• _ACTION ITEM_
Repeat every line below exactly, word for word.

• _INPUT DATA_
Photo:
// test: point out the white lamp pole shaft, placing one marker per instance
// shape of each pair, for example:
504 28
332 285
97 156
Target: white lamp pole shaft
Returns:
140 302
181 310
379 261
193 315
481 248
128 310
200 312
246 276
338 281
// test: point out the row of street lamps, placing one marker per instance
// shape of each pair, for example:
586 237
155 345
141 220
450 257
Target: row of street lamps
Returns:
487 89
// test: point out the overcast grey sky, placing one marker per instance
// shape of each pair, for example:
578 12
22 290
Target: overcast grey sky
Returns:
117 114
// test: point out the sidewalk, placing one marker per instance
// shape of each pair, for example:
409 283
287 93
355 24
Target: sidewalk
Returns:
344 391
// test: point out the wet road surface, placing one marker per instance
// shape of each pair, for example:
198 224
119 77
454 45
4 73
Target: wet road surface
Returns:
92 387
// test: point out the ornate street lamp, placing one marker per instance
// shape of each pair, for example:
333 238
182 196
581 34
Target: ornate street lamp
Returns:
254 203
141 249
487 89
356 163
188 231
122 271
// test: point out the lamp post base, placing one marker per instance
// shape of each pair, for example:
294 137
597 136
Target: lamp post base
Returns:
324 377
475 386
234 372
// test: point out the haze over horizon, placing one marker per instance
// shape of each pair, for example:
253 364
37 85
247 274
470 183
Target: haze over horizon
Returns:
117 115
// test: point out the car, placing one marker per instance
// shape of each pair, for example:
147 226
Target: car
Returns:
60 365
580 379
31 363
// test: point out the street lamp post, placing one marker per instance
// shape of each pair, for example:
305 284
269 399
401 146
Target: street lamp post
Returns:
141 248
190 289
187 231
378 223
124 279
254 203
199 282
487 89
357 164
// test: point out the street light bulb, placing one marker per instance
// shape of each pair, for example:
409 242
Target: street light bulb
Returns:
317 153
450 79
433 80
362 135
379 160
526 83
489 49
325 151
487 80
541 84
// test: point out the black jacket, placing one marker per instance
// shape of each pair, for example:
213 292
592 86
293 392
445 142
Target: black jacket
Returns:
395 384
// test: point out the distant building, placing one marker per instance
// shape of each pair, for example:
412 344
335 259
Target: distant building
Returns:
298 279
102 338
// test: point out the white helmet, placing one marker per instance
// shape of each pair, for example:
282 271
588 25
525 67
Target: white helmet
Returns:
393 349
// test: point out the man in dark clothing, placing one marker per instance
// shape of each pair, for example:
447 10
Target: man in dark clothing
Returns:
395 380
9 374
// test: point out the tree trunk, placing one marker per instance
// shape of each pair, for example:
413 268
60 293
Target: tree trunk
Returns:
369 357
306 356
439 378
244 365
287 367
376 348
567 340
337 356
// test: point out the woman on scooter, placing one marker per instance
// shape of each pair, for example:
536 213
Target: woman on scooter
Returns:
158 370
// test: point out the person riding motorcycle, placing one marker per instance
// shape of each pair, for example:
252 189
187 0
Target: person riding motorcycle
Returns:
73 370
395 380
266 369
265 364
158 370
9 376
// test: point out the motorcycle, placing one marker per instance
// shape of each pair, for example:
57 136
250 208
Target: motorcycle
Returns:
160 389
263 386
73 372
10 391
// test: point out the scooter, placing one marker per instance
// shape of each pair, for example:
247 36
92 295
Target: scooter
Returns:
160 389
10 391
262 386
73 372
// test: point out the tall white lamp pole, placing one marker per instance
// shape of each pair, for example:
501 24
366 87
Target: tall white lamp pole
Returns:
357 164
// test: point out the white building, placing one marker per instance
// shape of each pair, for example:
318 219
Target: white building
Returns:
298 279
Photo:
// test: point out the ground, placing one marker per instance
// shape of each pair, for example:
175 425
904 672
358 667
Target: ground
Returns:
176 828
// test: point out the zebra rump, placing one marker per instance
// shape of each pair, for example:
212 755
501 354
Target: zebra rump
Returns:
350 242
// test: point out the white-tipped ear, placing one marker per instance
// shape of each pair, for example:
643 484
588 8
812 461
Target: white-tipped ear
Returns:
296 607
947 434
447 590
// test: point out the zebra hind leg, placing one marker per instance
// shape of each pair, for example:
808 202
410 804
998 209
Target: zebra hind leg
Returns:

• _EXERCISE RESULT_
Photo:
// test: point out the white lamp pole shaft, placing one marker per instance
// shape of each pair, for example:
504 28
332 285
97 156
Target: white lamp pole shaft
Returns:
140 302
181 310
379 261
193 315
481 248
128 310
200 312
246 276
338 281
// test: point out the row of street lamps, placing one marker per instance
// shape of each pair, for example:
586 237
155 345
141 220
450 257
Target: row of street lamps
Returns:
487 89
// test: point out the overcast grey sky, placing one marker per instance
// shape of each pair, for example:
578 12
22 290
Target: overcast grey sky
Returns:
117 114
// test: point out the sidewalk, placing one marker per instance
// shape of each pair, for example:
409 283
287 93
355 24
Target: sidewalk
Returns:
344 391
// test: point out the wet road surface, placing one marker per instance
// shape of each pair, for example:
198 224
119 77
454 45
4 73
Target: wet road surface
Returns:
92 387
// test: point out the ornate street lamp, placing one marker per instance
// shape of each pair, for example:
333 238
182 196
581 34
Target: ornate street lamp
Returns:
254 203
141 249
487 89
356 163
188 231
122 271
// test: point out the lamp post base, placing one marker per instance
// shape of each pair, for example:
294 137
597 136
Target: lamp post base
Returns:
324 377
475 386
234 372
// test: point out the haze over horizon, placing one marker per instance
// shape of each pair, for example:
253 364
37 85
247 274
470 183
Target: haze over horizon
Returns:
117 115
// test: point out the car, placing one marker per instance
// shape of each pair, for example:
147 226
Target: car
Returns:
60 365
580 379
31 363
// test: point out the street lamp post, placing one marker per instance
// shape of each pair, for example:
305 284
269 399
401 146
Target: street lamp post
Returns:
141 248
190 289
187 231
378 223
124 279
254 203
199 282
487 89
357 164
// test: point out the street light bulb, placing one marker per instance
// shape of each pair, for example:
409 242
Target: street light bulb
Returns:
317 153
450 79
433 80
362 135
379 160
526 83
489 49
325 151
487 80
541 84
// test: point out the black jacket, placing one marker per instance
// shape of each pair, for example:
213 292
592 86
293 392
445 142
Target: black jacket
Returns:
395 384
// test: point out the distant building, placing one marker per instance
// shape of each pair, for example:
412 344
335 259
Target: distant building
Returns:
298 279
102 338
// test: point out the white helmet, placing one marker per instance
// shape of each pair, for example:
282 271
588 25
525 67
Target: white helmet
Returns:
393 349
// test: point out the man in dark clothing, placing one marker per instance
// shape of each pair, for example:
447 10
Target: man in dark clothing
Returns:
395 380
9 374
// test: point out the tree trunk, placing one marker per instance
// shape of each pair, for example:
413 268
60 293
Target: tree trunk
Returns:
369 357
306 356
439 378
244 365
287 367
376 348
567 340
337 356
// test: point out the woman on scooter, placing one marker per instance
// shape of each pair, for example:
536 213
Target: woman on scooter
Returns:
158 370
// test: point out the person riding motorcycle, placing one marker per instance
// shape of each pair, for example:
252 189
187 0
Target: person riding motorcycle
Returns:
73 370
395 380
266 369
265 364
158 370
9 376
// test: point out the motorcycle, placing one marker per instance
// shape of each pair, for example:
57 136
250 208
Target: motorcycle
Returns:
160 389
263 386
73 372
10 391
// test: point out the scooter, placing one marker per instance
// shape of each pair, for example:
247 36
92 295
Target: scooter
Returns:
160 389
10 391
262 386
73 372
// test: point out the tall white lamp pole, placing one marker per instance
// shape of each pair, for example:
501 24
366 87
Target: tall white lamp pole
Returns:
357 164
// test: point out the white building, placing one marker per instance
// shape of each pair, for example:
318 219
Target: white building
Returns:
298 279
Photo:
// test: point out the ground, placing one marker per instance
// shape of each pair, for example:
175 425
904 672
358 667
Target: ground
Returns:
176 828
// test: point out the zebra rump, placing one marker per instance
// shape of each pair, for example:
212 755
501 354
Target: zebra rump
Returns:
350 242
// test: point out the white-tipped ear, placing one marker per instance
// shape of each pair, for example:
643 484
588 8
812 461
Target: white-tipped ear
Returns:
296 607
947 434
447 590
// test: point out the zebra hind leg, placing one marker per instance
// shape of each pair, for example:
808 202
410 804
998 209
Target: zebra hind leg
Returns:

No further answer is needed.